Exercise description
Without the pictures, can you quote each line below exactly?

[Data extracted from a collection]
┄┄┄┄┄┄┄┄┄┄┄┄┄┄┄┄┄┄┄┄
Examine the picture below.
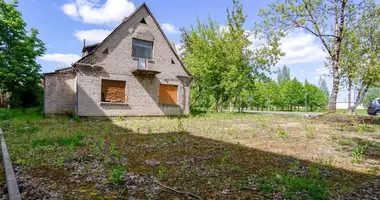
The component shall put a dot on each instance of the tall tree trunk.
(197, 97)
(360, 98)
(339, 28)
(350, 111)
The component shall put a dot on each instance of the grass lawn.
(213, 156)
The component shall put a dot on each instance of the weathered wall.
(59, 95)
(142, 91)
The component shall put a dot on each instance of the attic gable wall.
(119, 59)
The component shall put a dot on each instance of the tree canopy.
(19, 48)
(221, 60)
(326, 20)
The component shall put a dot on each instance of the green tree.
(293, 93)
(326, 20)
(316, 97)
(219, 58)
(373, 93)
(19, 71)
(322, 84)
(360, 58)
(283, 75)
┄┄┄┄┄┄┄┄┄┄┄┄┄┄┄┄┄┄┄┄
Output of the task
Examine the picture below.
The component shall put a dot on each instance of the tall tree trunk.
(197, 97)
(360, 98)
(339, 28)
(350, 111)
The component shall put a dot on each instance of the grass lawn.
(213, 156)
The component shall put a dot on each instance of the weathered wall.
(59, 95)
(142, 91)
The component shall put a dot on each instance of the attic gable wall.
(119, 59)
The component shall put a dot on each instance of the tree canopy.
(19, 48)
(221, 60)
(326, 20)
The component shall put a dot on each instance of the green tree.
(293, 93)
(326, 20)
(316, 97)
(219, 58)
(373, 93)
(19, 71)
(322, 84)
(360, 58)
(283, 75)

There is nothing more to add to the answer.